Swap "green plant leaf" for "foliage leaf" throughout the data below, leaving everything else as it is. Omit the pictures from your output.
** Start LISTED ENTRIES **
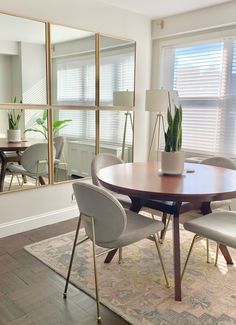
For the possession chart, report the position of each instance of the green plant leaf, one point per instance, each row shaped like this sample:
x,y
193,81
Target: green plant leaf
x,y
36,130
** End LISTED ENTRIES **
WRITTEN REPLY
For the possession chart, report the position of each instance of the foliage leaf, one point per instance, each row shaped like this sample:
x,y
193,81
Target: foliage leaf
x,y
36,130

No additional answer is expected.